Reproduce word for word the portion of the cough treatment text that begins with the words containing "You can alleviate" and ends with "may also help.".

> **Text shown**
++++

Cough Treatment

  • Treatment

    Certain circumstances require you to seek immediate medical attention. You should seek emergency medical care immediately if:

    • A violent cough begins suddenly and is accompanied by a high-pitched wheezing sound when inhaling. A small object may have been inhaled into the airways.
    • You cough up blood.
    • You are experiencing shortness of breath or difficulty breathing.

    You should call your doctor if:

    • Your cough is producing sputum that is thick, foul-smelling, or yellow, green, or rusty in color.
    • Your cough lasts for more than 7 to 10 days.
    • Your cough is accompanied by other symptoms, such as a fever of 101º F or higher or abdominal swelling.
    • Your chronic cough is accompanied by an unintentional weight loss.
    • The cough is in an infant less than three months old.

    You can alleviate a cough with some simple techniques at home. To ease the discomfort of a cough, try the following:

    • Drink plenty of water and other fluids to thin mucus and make it easier to cough up. Avoid caffeinated or alcoholic beverages, however, which act as diuretics and may cause you to lose more water than you take in.
    • Keep the air in your home moist. Use a humidifier. Taking a steamy shower may also help.

++++

> **Entries supplied**
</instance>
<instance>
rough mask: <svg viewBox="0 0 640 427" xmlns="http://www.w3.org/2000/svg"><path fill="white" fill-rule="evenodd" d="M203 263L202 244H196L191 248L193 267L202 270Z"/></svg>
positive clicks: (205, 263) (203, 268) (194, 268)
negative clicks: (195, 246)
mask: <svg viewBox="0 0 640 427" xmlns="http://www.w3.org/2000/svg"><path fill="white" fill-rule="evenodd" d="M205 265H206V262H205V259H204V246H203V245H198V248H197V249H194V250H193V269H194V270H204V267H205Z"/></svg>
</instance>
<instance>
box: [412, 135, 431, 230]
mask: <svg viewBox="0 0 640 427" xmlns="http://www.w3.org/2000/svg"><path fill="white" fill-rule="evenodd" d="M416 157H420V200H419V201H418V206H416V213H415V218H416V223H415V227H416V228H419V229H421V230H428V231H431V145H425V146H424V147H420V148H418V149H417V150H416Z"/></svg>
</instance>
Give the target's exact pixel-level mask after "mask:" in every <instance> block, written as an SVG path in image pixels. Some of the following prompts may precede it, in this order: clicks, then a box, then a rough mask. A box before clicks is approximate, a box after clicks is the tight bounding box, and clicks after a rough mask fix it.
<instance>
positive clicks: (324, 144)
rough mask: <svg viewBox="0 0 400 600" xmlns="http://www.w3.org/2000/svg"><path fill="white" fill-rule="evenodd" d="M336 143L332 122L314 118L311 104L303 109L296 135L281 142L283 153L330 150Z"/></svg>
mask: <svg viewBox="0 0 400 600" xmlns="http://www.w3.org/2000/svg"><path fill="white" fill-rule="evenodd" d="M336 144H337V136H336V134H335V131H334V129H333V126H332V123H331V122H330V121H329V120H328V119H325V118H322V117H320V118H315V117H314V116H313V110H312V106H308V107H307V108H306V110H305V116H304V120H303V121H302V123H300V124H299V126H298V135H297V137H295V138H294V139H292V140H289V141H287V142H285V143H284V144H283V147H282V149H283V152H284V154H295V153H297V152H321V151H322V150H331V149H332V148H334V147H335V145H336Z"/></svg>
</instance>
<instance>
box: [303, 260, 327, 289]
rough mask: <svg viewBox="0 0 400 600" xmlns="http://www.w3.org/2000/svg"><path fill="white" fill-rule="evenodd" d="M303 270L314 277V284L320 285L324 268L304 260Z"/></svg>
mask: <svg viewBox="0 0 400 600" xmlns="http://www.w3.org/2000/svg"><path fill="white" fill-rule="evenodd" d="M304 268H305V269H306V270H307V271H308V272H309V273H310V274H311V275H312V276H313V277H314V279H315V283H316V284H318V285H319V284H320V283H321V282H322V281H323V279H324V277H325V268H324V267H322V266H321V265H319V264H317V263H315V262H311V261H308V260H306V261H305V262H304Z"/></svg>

++++

> **Output of the exercise**
You can alleviate a cough with some simple techniques at home. To ease the discomfort of a cough, try the following:

    • Drink plenty of water and other fluids to thin mucus and make it easier to cough up. Avoid caffeinated or alcoholic beverages, however, which act as diuretics and may cause you to lose more water than you take in.
    • Keep the air in your home moist. Use a humidifier. Taking a steamy shower may also help.